# STATED PROBLEM:
From the rows below, copy out every line that contains the word "wheel".

# DATASET RECORDS:
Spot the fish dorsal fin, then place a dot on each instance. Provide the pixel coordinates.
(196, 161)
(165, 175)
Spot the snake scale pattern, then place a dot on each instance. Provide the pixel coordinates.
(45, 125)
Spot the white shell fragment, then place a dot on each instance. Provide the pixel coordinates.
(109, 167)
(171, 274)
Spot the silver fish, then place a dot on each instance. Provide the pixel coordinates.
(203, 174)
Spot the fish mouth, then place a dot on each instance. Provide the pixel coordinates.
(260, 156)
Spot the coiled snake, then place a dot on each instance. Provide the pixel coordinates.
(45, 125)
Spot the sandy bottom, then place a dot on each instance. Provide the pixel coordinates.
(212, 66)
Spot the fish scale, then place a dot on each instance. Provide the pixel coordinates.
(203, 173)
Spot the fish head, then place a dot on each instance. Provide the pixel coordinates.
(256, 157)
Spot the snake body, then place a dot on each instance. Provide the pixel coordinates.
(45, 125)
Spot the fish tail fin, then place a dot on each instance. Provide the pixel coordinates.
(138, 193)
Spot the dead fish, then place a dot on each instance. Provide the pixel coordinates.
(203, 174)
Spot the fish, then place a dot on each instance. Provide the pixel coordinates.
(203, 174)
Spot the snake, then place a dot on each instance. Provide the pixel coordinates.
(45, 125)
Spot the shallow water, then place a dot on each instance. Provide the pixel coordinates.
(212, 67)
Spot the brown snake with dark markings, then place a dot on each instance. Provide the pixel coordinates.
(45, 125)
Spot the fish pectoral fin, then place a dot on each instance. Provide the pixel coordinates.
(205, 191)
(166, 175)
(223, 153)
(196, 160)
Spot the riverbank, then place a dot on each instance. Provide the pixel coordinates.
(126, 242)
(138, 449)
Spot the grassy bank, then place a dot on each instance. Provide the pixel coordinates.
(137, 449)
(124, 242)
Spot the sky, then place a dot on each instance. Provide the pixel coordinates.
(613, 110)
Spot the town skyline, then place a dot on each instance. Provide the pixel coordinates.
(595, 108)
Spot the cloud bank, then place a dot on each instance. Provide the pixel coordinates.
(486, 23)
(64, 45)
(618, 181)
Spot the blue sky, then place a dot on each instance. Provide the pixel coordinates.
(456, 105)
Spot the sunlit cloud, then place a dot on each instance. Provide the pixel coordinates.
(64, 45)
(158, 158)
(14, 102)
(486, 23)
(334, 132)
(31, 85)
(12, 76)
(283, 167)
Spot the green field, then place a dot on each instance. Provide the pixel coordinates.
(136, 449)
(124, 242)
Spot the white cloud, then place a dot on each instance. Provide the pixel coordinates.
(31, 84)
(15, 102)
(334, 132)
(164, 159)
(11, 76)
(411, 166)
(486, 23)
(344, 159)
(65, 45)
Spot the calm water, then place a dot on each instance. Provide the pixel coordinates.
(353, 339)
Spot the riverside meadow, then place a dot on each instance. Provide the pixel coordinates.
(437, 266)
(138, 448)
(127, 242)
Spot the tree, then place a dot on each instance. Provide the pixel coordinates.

---

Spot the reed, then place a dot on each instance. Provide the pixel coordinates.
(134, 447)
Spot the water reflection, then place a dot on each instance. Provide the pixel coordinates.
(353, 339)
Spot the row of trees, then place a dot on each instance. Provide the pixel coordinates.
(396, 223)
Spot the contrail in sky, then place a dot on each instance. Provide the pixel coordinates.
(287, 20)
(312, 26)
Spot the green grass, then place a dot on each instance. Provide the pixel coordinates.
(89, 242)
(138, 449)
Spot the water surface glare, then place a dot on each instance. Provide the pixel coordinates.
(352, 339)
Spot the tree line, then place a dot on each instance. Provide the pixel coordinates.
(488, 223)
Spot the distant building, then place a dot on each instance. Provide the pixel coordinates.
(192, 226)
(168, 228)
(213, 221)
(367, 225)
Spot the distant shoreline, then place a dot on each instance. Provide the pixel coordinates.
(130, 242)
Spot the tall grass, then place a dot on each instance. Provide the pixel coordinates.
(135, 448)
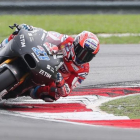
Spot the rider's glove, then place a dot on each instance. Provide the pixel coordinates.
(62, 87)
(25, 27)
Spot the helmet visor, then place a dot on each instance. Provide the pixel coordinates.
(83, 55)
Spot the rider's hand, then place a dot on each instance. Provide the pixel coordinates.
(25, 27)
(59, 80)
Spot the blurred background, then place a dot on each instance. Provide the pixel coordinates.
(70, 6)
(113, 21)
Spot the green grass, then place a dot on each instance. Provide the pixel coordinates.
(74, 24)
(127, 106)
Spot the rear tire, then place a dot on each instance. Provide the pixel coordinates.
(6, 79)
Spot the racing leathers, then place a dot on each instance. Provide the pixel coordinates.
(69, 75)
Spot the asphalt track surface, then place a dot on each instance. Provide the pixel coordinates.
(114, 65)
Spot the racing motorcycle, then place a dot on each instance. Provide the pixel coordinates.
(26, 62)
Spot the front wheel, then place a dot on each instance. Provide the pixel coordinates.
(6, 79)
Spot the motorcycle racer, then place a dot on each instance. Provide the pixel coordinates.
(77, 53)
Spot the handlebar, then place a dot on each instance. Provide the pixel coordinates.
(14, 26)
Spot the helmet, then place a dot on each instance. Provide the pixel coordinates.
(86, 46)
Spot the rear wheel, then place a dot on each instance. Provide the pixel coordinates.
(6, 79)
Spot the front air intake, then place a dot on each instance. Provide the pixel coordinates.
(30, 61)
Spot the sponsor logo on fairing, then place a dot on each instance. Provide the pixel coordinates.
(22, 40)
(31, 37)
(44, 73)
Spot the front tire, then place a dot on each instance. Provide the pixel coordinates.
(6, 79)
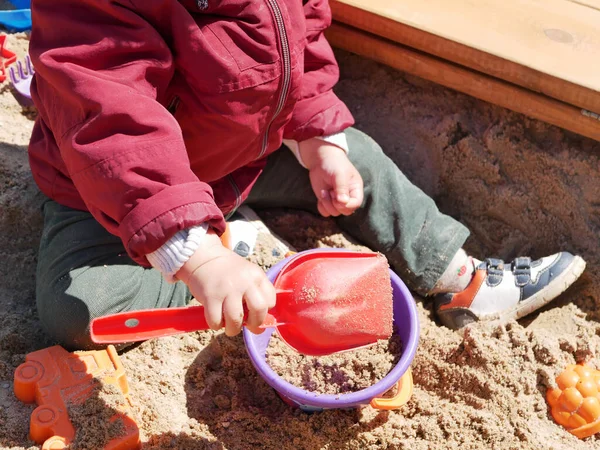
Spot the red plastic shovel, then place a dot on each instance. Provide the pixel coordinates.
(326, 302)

# TASK SOLUTION:
Spot the front wheel, then place a dot on each instance. Provide the pixel coordinates.
Spot the rear wheel, then place a dot on each instance. Provide the pixel coordinates.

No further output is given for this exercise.